__Source document__.
□ □ □ □

The actions announced Monday are in line with the rumors and speculation that have engulfed GM, the world’s biggest industrial enterprise, which lost a record $4.5 billion last year. Reports were published more than two weeks ago that Chairman and Chief Executive Robert C. Stempel’s job was in jeopardy. He submitted his resignation under fire last week.

There is presumably more to come because the board was said to be dissatisfied with the pace and scope of Stempel’s cost-cutting. Smith indicated that further consolidations may be announced Nov. 12 after he meets with investment analysts. The closing of seven more factories, a plan to get laid-off hourly workers off the payrolls, and a cut in the number of GM’s auto “platforms,” or chassis, are among the expected announcements.

However, Smale and Smith said GM would continue on the path begun last April rather than lurch off in a new direction. Contrary to some published reports, Smith told reporters that he expects no sizable increase from the previously announced target of eliminating 74,000 jobs. He also said the announced closure of 21 factories, 14 of which have been identified, “are all we have planned at the moment.”

□ □ □ □

__Exercises to complete__.
**a)** List the announcements the GM article says are expected to come.
**b)** Check each statement against the GM article and answer yes or no, quoting the words that settle it: (i) GM lost a record $4.5 billion last year. (ii) Smith expects a sizable increase from the target of eliminating 74,000 jobs. (iii) All 21 factories slated for closure have been identified.
**c)** According to the GM article, why is there presumably more to come?
The records come from a different source than the GM article.

□ □ □ □

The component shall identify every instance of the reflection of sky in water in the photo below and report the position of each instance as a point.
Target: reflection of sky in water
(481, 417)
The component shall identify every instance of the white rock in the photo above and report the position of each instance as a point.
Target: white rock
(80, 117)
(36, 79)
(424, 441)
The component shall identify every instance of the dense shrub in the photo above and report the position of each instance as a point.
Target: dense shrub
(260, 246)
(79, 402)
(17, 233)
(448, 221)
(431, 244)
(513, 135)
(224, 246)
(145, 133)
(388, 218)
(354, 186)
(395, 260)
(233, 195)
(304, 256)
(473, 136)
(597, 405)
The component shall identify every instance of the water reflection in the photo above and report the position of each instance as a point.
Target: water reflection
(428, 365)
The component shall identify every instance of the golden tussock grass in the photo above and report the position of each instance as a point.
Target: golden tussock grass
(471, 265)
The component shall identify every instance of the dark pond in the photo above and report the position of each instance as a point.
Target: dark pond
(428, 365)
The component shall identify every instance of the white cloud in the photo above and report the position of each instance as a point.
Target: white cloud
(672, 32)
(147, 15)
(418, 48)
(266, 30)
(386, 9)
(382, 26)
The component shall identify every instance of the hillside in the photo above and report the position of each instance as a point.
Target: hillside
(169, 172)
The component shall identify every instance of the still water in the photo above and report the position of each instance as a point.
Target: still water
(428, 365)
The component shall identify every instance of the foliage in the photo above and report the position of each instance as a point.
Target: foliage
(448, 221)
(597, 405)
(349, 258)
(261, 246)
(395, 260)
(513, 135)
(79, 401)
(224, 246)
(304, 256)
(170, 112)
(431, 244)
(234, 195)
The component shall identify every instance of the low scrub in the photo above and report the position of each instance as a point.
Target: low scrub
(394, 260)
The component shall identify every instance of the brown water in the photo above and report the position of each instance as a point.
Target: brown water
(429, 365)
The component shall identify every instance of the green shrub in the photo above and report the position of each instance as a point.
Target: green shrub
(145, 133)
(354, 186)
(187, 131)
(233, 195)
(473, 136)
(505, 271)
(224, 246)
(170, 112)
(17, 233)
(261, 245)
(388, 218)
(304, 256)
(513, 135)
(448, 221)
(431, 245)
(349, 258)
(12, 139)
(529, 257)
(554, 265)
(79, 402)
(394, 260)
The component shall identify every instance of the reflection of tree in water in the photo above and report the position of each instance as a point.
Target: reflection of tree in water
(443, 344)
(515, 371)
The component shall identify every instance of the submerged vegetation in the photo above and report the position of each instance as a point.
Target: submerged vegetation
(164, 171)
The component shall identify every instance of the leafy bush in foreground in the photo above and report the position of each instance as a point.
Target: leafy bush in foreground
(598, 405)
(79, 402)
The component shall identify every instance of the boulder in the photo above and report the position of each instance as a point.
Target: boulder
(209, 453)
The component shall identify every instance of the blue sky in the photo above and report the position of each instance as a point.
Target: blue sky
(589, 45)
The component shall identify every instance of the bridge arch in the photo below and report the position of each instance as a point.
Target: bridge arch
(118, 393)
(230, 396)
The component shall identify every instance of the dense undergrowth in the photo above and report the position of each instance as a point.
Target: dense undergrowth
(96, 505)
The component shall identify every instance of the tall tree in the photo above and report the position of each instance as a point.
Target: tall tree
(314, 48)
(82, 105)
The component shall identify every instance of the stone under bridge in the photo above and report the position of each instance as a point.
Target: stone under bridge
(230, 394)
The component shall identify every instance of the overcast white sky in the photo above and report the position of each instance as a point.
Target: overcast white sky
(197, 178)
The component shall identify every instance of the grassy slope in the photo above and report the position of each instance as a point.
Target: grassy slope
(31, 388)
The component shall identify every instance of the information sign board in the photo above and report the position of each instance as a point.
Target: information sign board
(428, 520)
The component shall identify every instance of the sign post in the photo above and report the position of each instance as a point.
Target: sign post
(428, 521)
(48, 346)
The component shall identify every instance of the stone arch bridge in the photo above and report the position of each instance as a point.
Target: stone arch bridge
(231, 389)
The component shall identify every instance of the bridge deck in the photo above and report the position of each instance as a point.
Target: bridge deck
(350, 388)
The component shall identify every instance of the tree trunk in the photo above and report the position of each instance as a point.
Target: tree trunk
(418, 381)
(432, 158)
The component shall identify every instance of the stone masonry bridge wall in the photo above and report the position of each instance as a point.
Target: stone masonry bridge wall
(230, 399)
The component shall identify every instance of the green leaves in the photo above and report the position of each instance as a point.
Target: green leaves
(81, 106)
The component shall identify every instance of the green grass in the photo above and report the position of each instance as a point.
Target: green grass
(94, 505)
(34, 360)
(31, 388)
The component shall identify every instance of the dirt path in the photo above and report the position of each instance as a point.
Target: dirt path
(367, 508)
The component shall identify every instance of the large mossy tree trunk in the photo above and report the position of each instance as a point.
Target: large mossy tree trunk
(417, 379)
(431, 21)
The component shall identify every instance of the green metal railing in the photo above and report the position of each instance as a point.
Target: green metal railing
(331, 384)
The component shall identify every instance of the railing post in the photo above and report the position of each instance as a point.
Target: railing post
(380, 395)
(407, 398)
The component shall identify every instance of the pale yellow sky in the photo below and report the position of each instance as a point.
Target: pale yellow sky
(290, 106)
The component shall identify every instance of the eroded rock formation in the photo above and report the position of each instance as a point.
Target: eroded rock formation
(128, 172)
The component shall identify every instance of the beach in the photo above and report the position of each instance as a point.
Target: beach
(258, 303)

□ □ □ □

__Task-by-task outputs__.
**a)**
- The closing of seven more factories
- A plan to get laid-off hourly workers off the payrolls
- A cut in the number of GM's auto "platforms," or chassis

**b)**
(i) Yes: "which lost a record $4.5 billion last year"
(ii) No: "he expects no sizable increase from the previously announced target of eliminating 74,000 jobs"
(iii) No: "the announced closure of 21 factories, 14 of which have been identified"

**c)** The board was said to be dissatisfied with the pace and scope of Stempel's cost-cutting.